Turn the data below into a JSON list of strings, one string per line, with blank lines skipped and the pictures left out.
[start of The input]
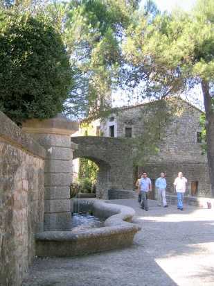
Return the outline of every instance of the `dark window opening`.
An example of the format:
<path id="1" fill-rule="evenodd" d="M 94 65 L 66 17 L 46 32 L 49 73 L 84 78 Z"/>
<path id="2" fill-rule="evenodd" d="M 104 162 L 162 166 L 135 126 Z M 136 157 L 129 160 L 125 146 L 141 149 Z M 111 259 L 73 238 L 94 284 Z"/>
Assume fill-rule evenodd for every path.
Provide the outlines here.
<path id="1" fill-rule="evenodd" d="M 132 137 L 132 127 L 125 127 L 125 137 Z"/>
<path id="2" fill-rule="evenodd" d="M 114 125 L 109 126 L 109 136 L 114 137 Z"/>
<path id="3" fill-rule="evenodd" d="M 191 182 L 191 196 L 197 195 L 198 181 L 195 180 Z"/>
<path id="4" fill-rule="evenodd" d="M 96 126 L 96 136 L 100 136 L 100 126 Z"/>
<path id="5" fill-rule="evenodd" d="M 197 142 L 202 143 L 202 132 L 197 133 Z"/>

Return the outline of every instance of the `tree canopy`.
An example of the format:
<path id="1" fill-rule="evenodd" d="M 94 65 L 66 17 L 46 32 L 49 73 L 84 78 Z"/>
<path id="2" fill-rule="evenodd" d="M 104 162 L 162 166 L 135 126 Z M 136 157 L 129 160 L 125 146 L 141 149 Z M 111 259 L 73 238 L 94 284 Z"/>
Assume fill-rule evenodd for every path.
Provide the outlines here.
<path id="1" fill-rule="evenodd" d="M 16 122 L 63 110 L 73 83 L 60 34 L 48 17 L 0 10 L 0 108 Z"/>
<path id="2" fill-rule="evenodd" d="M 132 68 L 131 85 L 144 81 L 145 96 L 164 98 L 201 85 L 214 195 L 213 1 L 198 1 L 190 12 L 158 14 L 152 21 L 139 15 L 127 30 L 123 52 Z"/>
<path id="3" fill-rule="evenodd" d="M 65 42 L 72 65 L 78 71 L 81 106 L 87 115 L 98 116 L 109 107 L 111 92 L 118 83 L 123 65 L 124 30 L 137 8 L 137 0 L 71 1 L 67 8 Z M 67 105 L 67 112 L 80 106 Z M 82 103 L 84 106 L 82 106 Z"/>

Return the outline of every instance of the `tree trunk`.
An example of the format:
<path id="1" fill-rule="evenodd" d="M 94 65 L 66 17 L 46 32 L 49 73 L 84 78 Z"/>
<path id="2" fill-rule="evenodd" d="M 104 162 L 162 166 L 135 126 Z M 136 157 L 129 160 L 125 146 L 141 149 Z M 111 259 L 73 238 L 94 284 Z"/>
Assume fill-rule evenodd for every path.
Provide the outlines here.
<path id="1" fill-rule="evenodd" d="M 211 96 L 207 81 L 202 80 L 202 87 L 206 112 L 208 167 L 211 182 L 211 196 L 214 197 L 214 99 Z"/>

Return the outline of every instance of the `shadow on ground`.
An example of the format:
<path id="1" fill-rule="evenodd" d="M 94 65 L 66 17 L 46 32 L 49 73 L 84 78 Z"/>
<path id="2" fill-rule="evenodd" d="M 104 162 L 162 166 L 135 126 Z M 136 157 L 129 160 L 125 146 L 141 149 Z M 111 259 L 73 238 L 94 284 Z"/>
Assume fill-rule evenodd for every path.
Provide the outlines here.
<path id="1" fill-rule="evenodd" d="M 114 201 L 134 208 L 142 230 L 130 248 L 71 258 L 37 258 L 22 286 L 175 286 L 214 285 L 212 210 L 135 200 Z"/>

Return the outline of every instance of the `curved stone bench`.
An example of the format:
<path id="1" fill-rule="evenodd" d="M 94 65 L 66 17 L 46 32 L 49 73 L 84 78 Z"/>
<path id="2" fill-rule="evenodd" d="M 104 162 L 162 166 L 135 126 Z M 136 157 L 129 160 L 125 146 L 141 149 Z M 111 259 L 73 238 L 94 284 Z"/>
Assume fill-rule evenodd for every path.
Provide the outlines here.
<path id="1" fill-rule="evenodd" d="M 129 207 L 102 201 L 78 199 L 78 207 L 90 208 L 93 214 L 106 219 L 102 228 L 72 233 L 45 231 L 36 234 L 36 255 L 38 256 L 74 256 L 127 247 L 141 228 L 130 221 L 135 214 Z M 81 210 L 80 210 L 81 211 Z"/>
[end of The input]
**Problem solution:**
[
  "Return the outline of every instance of the `dark window opening`.",
  "An example of the format:",
  "<path id=\"1\" fill-rule=\"evenodd\" d=\"M 94 65 L 66 17 L 46 32 L 49 73 L 84 78 Z\"/>",
  "<path id=\"2\" fill-rule=\"evenodd\" d=\"M 104 162 L 162 166 L 135 126 Z M 136 157 L 129 160 L 125 146 L 141 149 Z M 111 259 L 73 238 L 94 284 Z\"/>",
  "Assume fill-rule evenodd for every path.",
  "Provide the outlines here.",
  "<path id=\"1\" fill-rule=\"evenodd\" d=\"M 132 137 L 132 127 L 125 127 L 125 137 Z\"/>",
  "<path id=\"2\" fill-rule=\"evenodd\" d=\"M 114 125 L 109 126 L 109 136 L 114 137 Z\"/>",
  "<path id=\"3\" fill-rule=\"evenodd\" d=\"M 191 182 L 191 196 L 197 195 L 198 181 L 195 180 Z\"/>",
  "<path id=\"4\" fill-rule=\"evenodd\" d=\"M 96 126 L 96 136 L 100 136 L 100 126 Z\"/>",
  "<path id=\"5\" fill-rule=\"evenodd\" d=\"M 197 142 L 202 143 L 202 132 L 197 133 Z\"/>",
  "Return the outline of every instance of the `tree canopy`.",
  "An example of the format:",
  "<path id=\"1\" fill-rule=\"evenodd\" d=\"M 94 65 L 66 17 L 46 32 L 49 73 L 84 78 Z\"/>",
  "<path id=\"2\" fill-rule=\"evenodd\" d=\"M 104 162 L 162 166 L 135 126 Z M 136 157 L 129 160 L 125 146 L 141 149 Z M 111 259 L 73 238 L 94 284 Z\"/>",
  "Assume fill-rule evenodd for every path.",
  "Provide the outlines here.",
  "<path id=\"1\" fill-rule=\"evenodd\" d=\"M 16 122 L 63 110 L 73 83 L 60 34 L 48 17 L 0 10 L 0 108 Z\"/>",
  "<path id=\"2\" fill-rule=\"evenodd\" d=\"M 132 68 L 131 85 L 144 81 L 145 96 L 164 98 L 201 85 L 214 195 L 213 1 L 198 1 L 190 12 L 158 14 L 152 21 L 139 15 L 127 30 L 123 52 Z\"/>",
  "<path id=\"3\" fill-rule=\"evenodd\" d=\"M 65 42 L 72 65 L 78 71 L 81 106 L 87 115 L 98 116 L 109 107 L 111 92 L 118 83 L 123 65 L 124 30 L 137 8 L 137 0 L 71 1 L 67 8 Z M 67 105 L 67 112 L 80 106 Z M 82 103 L 84 106 L 82 106 Z\"/>",
  "Return the outline of every instance of the `tree trunk`.",
  "An example of the format:",
  "<path id=\"1\" fill-rule=\"evenodd\" d=\"M 94 65 L 66 17 L 46 32 L 49 73 L 84 78 Z\"/>",
  "<path id=\"2\" fill-rule=\"evenodd\" d=\"M 104 162 L 162 166 L 135 126 Z M 136 157 L 129 160 L 125 146 L 141 149 Z M 111 259 L 73 238 L 94 284 Z\"/>",
  "Assume fill-rule evenodd for every path.",
  "Provide the outlines here.",
  "<path id=\"1\" fill-rule=\"evenodd\" d=\"M 211 96 L 207 81 L 202 80 L 202 87 L 206 112 L 208 167 L 211 182 L 211 196 L 214 197 L 214 99 Z\"/>",
  "Return the outline of every instance of the `shadow on ground`.",
  "An example of the format:",
  "<path id=\"1\" fill-rule=\"evenodd\" d=\"M 94 65 L 66 17 L 46 32 L 49 73 L 84 78 Z\"/>",
  "<path id=\"2\" fill-rule=\"evenodd\" d=\"M 104 162 L 162 166 L 135 126 Z M 136 157 L 129 160 L 125 146 L 141 149 Z M 111 259 L 73 238 L 94 284 Z\"/>",
  "Assume fill-rule evenodd for every path.",
  "Provide the outlines here.",
  "<path id=\"1\" fill-rule=\"evenodd\" d=\"M 114 201 L 134 208 L 142 230 L 130 248 L 71 258 L 37 258 L 22 286 L 175 286 L 214 285 L 212 210 L 135 200 Z\"/>",
  "Return the outline of every instance of the `curved stone bench`.",
  "An example of the format:",
  "<path id=\"1\" fill-rule=\"evenodd\" d=\"M 94 65 L 66 17 L 46 32 L 49 73 L 84 78 Z\"/>",
  "<path id=\"2\" fill-rule=\"evenodd\" d=\"M 104 162 L 162 166 L 135 126 Z M 136 157 L 129 160 L 125 146 L 141 149 Z M 111 259 L 73 238 L 94 284 Z\"/>",
  "Assume fill-rule evenodd for every path.",
  "Provide the outlines here.",
  "<path id=\"1\" fill-rule=\"evenodd\" d=\"M 129 207 L 102 201 L 78 199 L 78 207 L 90 208 L 93 214 L 106 219 L 102 228 L 72 233 L 45 231 L 36 234 L 36 255 L 38 256 L 74 256 L 127 247 L 141 228 L 130 221 L 135 214 Z M 81 210 L 80 210 L 81 211 Z\"/>"
]